Na resposta à intimação, o Governo considerou que as alegações do Sindepor assentam, "fundamentalmente, em suposições e efabulações, totalmente indemonstradas ou sem correspondência com a realidade", pelo que, em seu entender, não têm qualquer relevância para a discussão da pretendida ilegalidade da resolução do Conselho de Ministros e da portaria do Ministério da Saúde.
Na resposta, estruturada em três secções, o Governo refere, em primeiro lugar, que a requisição civil foi autorizada pelo Conselho de Ministros e decretada pela ministra da Saúde e que, ao invés do que pretende fazer crer o Sindepor, existe "pleno fundamento legal na ordem jurídica portuguesa".
Lembra que requisição civil correspondeu a uma medida administrativa "necessária para, em circunstâncias particularmente graves, se assegurar o regular funcionamento de serviços essenciais de interesse público" - em concreto, a prestação de cuidados hospitalares, médicos e medicamentosos.
O Governo sustenta que se tratou de uma medida específica de reação às situações de efetivo incumprimento daqueles serviços mínimos no quadro da atual "segunda" greve cirúrgica e que não se verificam quaisquer "ilegalidades formais e materiais assacadas" pelo sindicato à resolução do Conselho de Ministros.
Por fim, o Governo alega, na resposta, que o abstrato "direito à greve" que serve de base à intimação "não merece sequer ser objeto de tutela", em função da "manifesta ilicitude com que foi e vem sendo exercido pelo requerente (Sindepor) e pelos seus representados, de forma sucessiva e continuada, há já longos meses".
O Governo diz esperar que o STA tome uma "decisão de mérito" desfavorável ao Sindepor e que, caso venha a entender o STA pela necessidade de realização de algumas diligências, designadamente a inquirição de testemunhas, indica desde já as arroladas pelo Ministério da Saúde.

(Dados registados)
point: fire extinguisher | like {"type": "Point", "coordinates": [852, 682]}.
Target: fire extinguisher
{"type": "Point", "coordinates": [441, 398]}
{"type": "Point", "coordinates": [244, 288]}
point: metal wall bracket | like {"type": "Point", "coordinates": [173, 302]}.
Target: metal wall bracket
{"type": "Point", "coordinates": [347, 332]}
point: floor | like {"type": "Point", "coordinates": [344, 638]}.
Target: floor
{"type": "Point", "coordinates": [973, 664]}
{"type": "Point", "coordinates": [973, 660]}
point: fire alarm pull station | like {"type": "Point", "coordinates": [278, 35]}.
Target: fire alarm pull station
==
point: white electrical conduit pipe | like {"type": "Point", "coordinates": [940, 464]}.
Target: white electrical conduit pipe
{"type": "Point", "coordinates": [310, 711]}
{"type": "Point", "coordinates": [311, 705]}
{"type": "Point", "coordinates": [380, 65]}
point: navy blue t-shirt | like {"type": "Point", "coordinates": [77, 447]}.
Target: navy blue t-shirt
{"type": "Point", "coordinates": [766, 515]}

**ENUNCIADO:** Transcreva na íntegra o texto em análise, sem lhe introduzir qualquer alteração. As entradas não guardam qualquer relação com o texto em análise.

**RESULTADO DO EXERCÍCIO:**
Na resposta à intimação, o Governo considerou que as alegações do Sindepor assentam, "fundamentalmente, em suposições e efabulações, totalmente indemonstradas ou sem correspondência com a realidade", pelo que, em seu entender, não têm qualquer relevância para a discussão da pretendida ilegalidade da resolução do Conselho de Ministros e da portaria do Ministério da Saúde.
Na resposta, estruturada em três secções, o Governo refere, em primeiro lugar, que a requisição civil foi autorizada pelo Conselho de Ministros e decretada pela ministra da Saúde e que, ao invés do que pretende fazer crer o Sindepor, existe "pleno fundamento legal na ordem jurídica portuguesa".
Lembra que requisição civil correspondeu a uma medida administrativa "necessária para, em circunstâncias particularmente graves, se assegurar o regular funcionamento de serviços essenciais de interesse público" - em concreto, a prestação de cuidados hospitalares, médicos e medicamentosos.
O Governo sustenta que se tratou de uma medida específica de reação às situações de efetivo incumprimento daqueles serviços mínimos no quadro da atual "segunda" greve cirúrgica e que não se verificam quaisquer "ilegalidades formais e materiais assacadas" pelo sindicato à resolução do Conselho de Ministros.
Por fim, o Governo alega, na resposta, que o abstrato "direito à greve" que serve de base à intimação "não merece sequer ser objeto de tutela", em função da "manifesta ilicitude com que foi e vem sendo exercido pelo requerente (Sindepor) e pelos seus representados, de forma sucessiva e continuada, há já longos meses".
O Governo diz esperar que o STA tome uma "decisão de mérito" desfavorável ao Sindepor e que, caso venha a entender o STA pela necessidade de realização de algumas diligências, designadamente a inquirição de testemunhas, indica desde já as arroladas pelo Ministério da Saúde.